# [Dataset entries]
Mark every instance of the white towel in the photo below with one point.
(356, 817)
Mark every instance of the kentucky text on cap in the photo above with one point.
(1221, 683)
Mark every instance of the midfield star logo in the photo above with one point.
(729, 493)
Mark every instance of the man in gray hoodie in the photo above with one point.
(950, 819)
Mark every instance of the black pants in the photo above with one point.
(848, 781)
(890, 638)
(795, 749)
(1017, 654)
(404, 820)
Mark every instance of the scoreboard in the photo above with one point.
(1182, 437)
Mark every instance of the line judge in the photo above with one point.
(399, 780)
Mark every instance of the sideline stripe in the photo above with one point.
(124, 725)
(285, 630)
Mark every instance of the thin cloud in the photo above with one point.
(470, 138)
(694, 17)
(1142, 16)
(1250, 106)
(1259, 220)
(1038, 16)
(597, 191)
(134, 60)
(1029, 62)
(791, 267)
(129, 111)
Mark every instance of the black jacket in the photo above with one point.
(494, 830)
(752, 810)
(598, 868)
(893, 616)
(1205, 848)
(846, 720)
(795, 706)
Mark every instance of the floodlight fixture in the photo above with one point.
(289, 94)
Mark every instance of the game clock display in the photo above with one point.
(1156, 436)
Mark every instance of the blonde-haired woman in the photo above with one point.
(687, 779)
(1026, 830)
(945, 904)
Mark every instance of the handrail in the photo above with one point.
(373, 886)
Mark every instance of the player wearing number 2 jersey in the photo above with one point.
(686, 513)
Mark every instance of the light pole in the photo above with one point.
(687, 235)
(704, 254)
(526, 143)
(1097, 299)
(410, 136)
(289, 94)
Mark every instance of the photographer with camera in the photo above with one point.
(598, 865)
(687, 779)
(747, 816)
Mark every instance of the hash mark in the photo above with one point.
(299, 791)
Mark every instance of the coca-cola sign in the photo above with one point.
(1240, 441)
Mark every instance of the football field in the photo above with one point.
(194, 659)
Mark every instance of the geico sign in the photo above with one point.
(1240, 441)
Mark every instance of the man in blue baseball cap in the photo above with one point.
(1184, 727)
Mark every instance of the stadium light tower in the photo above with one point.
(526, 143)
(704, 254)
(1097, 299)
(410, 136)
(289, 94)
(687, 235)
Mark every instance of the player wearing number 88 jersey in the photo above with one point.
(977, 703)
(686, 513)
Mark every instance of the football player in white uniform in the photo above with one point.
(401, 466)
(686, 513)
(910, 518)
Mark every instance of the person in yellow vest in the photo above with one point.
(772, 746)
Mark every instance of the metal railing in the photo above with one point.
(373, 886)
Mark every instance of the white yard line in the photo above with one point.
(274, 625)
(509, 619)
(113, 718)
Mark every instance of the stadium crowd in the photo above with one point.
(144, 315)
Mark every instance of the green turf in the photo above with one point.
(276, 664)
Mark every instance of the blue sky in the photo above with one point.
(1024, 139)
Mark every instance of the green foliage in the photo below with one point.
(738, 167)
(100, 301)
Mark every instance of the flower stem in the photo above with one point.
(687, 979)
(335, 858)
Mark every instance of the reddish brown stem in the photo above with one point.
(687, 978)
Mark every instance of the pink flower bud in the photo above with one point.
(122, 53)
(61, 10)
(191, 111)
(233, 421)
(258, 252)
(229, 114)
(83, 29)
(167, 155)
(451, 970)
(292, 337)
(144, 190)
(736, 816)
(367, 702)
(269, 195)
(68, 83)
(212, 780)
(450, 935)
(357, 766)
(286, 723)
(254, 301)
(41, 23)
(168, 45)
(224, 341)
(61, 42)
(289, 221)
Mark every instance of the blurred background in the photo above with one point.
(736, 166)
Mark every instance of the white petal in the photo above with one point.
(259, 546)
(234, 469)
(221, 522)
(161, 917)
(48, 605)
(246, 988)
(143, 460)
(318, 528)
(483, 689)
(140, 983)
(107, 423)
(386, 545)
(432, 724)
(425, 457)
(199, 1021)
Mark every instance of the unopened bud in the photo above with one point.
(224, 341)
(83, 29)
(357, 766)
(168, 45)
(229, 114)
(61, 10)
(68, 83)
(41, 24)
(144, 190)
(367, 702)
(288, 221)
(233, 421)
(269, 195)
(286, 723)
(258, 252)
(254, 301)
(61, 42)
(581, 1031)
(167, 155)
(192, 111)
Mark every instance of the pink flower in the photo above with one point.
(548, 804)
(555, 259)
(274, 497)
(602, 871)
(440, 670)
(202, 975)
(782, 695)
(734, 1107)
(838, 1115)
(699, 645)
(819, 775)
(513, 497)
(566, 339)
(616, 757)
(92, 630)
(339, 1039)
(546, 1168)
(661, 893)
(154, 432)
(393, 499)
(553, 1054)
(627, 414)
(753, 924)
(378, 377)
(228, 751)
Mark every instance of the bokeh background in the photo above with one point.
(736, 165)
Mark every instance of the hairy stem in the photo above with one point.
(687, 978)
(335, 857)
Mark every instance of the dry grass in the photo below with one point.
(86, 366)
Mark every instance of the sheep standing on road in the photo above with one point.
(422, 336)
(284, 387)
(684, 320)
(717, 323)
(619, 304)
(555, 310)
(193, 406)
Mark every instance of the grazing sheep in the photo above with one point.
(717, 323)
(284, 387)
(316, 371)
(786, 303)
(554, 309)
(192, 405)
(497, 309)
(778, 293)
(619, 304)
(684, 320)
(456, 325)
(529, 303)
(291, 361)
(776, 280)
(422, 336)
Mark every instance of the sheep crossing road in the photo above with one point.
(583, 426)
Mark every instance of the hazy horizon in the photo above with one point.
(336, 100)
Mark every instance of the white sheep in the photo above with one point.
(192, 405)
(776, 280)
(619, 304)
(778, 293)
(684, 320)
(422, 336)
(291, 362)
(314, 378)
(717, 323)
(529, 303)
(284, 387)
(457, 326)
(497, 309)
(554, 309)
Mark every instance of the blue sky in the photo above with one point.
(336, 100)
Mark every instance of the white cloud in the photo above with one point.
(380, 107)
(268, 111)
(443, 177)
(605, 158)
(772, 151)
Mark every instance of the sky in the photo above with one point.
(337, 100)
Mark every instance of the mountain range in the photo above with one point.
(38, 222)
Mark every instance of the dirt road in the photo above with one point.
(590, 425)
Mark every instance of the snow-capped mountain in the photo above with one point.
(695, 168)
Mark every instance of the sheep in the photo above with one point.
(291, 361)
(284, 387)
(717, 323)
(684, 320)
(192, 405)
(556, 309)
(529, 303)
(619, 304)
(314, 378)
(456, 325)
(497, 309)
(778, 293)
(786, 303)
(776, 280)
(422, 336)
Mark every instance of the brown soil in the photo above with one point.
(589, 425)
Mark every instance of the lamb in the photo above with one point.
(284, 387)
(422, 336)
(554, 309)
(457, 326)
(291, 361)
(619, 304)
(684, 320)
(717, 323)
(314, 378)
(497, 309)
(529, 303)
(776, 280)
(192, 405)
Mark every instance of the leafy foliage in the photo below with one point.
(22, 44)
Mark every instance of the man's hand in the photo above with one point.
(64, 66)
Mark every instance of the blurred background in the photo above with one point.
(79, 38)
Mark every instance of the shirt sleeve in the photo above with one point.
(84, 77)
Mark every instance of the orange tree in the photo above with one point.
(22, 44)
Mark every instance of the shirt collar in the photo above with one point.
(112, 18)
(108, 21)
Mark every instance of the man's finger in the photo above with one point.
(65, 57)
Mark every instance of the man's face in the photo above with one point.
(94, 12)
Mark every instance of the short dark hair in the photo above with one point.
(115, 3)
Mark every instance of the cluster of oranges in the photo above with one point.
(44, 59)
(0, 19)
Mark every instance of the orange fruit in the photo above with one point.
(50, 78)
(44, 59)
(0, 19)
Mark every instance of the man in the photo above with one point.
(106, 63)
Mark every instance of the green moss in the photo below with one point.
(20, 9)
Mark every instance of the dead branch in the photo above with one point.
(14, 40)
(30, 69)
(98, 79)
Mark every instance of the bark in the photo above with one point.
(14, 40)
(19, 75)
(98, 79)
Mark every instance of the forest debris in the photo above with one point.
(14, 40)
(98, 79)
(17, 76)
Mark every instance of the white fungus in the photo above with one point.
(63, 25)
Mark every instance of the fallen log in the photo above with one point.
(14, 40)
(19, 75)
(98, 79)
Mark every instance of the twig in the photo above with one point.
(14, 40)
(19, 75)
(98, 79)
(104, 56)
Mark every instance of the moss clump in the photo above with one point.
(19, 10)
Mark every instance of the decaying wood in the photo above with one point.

# [TASK GOAL]
Set down each line from the line containing "Mark every instance of the white fungus" through the final line of the data, exactly and with nothing added.

# [EXPECTED ANSWER]
Mark every instance of the white fungus in the photo above with one point.
(63, 25)
Mark every instance of the fallen log in the photo above with one point.
(14, 40)
(19, 75)
(98, 79)
Mark every instance of the twig in the photo above with one point.
(14, 40)
(19, 75)
(98, 79)
(104, 56)
Mark every instance of the moss clump in the photo above with one point.
(19, 10)
Mark every instance of the decaying wood in the photo above with one point.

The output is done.